Consigne 1:
Mettez à jour le passage de l'article sur les origines du néolibéralisme compris entre « 26 au 30 août » et « ne.net/economie/l... », bornes incluses, en remplaçant « néolibéralisme » par « néo-libéralisme ».

Texte à lire:
━━━━━━━━━━━━━━━━

26 au 30 août 1938 Colloque Lippmann aux origines du néo-libéralisme

dimanche 5 octobre 2008.
 

B) Le néolibéralisme naît à Paris

Par Bertrand Rothé

Source : https://www.marianne.net/economie/l...

C’est lors d’un colloque près du Palais-Royal, à Paris, que la doctrine qualifiée alors de "néolibérale" voit le jour, avec l’Américain Walter Lippmann en théoricien fondateur. Toute la question consistera, par la suite, à déterminer le rôle de l’Etat dans un marché censé s’autoréguler.

L’auriez-vous deviné ? Le néolibéralisme n’est pas apparu à Chicago sur les bords du lac Illinois, bien que Milton Friedman enseignât longtemps dans la célèbre université de la ville, jusqu’à fonder une école d’où sortiront les « Chicago boys », synonymes de « talibans de l’économie de marché ». Non, le néolibéralisme naquit, assez discrètement il est vrai, au bord de la Seine, près du Palais-Royal, à Paris, lors d’un colloque organisé en 1938 autour d’un journaliste américain, Walter Lippmann. Quoi d’étonnant, en fait, puisque la France avait été l’une des terres d’élection du libéralisme classique. N’est-ce pas à Vincent de Gournay que Turgot attribue la formule « Laisser faire, laisser passer » ? Jean-Baptiste Say n’était-il pas l’inventeur de la loi des débouchés, une des plus citées en économie, qui proclame : « L’offre crée sa propre demande » ? Frédéric Bastiat ne fut-il pas un des auteurs de chevet de Margaret Thatcher et de Ronald Reagan ? Et Léon Walras, né à Evreux en 1834 - qui, c’est vrai, a enseigné en Suisse -, ne prétendait-il pas démontrer « l’équilibre général de concurrence pure et parfaite » ? La France, et particulièrement la République, avait appliqué avec zèle leurs théories, au moins jusqu’en 1914.

Car, si la Première Guerre mondiale a laissé bien des ruines derrière elle, ce sont aussi celles de la doctrine libérale classique. Jusque-là, l’économie était vraiment libérale, l’Etat n’y intervenait pas ou très peu. Il n’y avait pas, par exemple, de ministère de l’Economie, ni de politique économique.

Pendant le conflit, l’Etat intervient dans l’économie. Il l’a organisée, planifiée, pour permettre l’approvisionnement des troupes en armes, munitions et autres, et il a montré son efficacité. Dans l’après-guerre, avec l’espoir d’un retour à la Belle Epoque, les gouvernements tentent de revenir aux pratiques du XIXe siècle, mais la Grande Dépression de 1929 porte le coup de grâce au libéralisme « manchestérien » (1). En trois ans, en Allemagne, le PNB a perdu 20 points ; aux Etats-Unis, plus du quart de la population active est au chômage.

━━━━━━━━━━━━━━━━

Enregistrements:
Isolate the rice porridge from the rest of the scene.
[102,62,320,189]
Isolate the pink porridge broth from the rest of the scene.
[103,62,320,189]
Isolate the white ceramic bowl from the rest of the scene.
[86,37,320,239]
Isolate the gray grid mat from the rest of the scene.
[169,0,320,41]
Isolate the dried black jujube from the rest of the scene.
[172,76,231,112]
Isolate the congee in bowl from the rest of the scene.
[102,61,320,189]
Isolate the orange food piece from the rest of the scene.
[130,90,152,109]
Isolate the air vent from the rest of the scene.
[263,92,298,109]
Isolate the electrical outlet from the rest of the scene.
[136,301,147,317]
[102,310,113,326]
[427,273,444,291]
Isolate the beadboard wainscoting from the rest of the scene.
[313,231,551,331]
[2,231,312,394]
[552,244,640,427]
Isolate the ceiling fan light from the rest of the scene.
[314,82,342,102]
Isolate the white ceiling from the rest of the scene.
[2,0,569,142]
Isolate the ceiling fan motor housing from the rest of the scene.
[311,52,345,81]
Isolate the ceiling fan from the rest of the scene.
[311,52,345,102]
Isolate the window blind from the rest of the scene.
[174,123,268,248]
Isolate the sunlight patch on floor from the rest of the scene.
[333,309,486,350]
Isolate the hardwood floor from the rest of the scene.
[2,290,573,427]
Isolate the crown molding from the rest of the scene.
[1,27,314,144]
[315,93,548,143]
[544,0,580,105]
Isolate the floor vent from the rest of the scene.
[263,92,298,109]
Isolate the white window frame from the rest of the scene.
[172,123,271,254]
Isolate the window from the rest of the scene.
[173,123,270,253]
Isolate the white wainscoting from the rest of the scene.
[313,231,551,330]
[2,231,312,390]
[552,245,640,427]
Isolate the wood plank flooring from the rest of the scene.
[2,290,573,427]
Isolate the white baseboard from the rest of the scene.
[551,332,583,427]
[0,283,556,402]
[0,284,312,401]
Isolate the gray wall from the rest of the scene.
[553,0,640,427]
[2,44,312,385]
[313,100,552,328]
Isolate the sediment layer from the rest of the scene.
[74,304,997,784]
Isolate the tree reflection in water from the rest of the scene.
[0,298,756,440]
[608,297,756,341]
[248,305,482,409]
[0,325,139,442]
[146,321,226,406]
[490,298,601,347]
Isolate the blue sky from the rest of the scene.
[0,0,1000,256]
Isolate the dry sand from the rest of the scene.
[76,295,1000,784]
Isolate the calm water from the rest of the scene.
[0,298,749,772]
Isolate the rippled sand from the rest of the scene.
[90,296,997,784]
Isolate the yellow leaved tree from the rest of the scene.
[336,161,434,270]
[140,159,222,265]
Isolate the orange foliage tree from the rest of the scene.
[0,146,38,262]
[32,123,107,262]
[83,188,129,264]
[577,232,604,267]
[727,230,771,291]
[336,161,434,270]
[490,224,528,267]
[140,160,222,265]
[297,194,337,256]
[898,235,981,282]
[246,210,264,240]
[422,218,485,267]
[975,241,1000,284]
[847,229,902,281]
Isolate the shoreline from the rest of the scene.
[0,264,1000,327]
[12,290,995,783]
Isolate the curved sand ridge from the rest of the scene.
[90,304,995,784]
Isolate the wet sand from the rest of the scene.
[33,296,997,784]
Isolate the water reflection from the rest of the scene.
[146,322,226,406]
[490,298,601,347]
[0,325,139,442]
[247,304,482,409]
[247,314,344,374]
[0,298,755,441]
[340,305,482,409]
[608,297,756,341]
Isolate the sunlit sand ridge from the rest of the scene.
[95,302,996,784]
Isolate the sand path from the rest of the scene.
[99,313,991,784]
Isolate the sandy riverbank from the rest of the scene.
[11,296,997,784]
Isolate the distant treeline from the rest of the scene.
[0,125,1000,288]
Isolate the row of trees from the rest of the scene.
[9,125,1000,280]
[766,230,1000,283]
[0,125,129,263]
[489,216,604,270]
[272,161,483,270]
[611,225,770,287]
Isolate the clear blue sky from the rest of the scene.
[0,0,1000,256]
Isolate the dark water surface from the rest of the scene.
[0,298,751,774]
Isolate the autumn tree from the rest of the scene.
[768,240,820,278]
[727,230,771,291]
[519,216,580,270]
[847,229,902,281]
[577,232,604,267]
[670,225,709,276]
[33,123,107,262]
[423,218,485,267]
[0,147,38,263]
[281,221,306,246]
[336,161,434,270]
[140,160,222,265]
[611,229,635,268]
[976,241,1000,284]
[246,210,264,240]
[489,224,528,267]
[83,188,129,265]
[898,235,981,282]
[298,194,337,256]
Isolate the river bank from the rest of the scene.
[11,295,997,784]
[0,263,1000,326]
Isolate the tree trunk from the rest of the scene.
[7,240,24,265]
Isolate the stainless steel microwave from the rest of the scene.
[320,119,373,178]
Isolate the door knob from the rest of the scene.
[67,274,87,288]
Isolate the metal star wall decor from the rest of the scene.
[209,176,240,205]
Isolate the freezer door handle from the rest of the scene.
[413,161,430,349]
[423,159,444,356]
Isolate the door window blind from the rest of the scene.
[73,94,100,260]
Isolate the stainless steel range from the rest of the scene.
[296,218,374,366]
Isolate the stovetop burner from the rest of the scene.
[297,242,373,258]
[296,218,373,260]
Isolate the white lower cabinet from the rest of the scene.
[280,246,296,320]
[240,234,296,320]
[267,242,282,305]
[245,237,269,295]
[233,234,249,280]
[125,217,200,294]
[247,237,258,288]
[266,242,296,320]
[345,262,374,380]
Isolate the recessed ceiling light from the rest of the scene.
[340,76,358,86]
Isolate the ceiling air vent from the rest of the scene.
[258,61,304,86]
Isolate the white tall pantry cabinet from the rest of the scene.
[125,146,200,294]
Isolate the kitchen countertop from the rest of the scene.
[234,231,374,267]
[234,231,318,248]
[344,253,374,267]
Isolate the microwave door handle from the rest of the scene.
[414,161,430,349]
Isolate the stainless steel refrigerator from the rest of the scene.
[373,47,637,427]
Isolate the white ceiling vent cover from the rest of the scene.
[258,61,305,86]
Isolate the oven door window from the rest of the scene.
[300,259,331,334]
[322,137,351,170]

━━━━━━━━━━━━━━━━

Consigne 2:
Sélectionnez et recopiez chaque ligne des enregistrements contenant le mot « gray ». Respectez la casse.

Réponse 1:
26 au 30 août 1938 Colloque Lippmann aux origines du néo-libéralisme

dimanche 5 octobre 2008.
 

B) Le néo-libéralisme naît à Paris

Par Bertrand Rothé

Source : https://www.marianne.net/economie/l...

Réponse 2:
Isolate the gray grid mat from the rest of the scene.
Isolate the gray wall from the rest of the scene.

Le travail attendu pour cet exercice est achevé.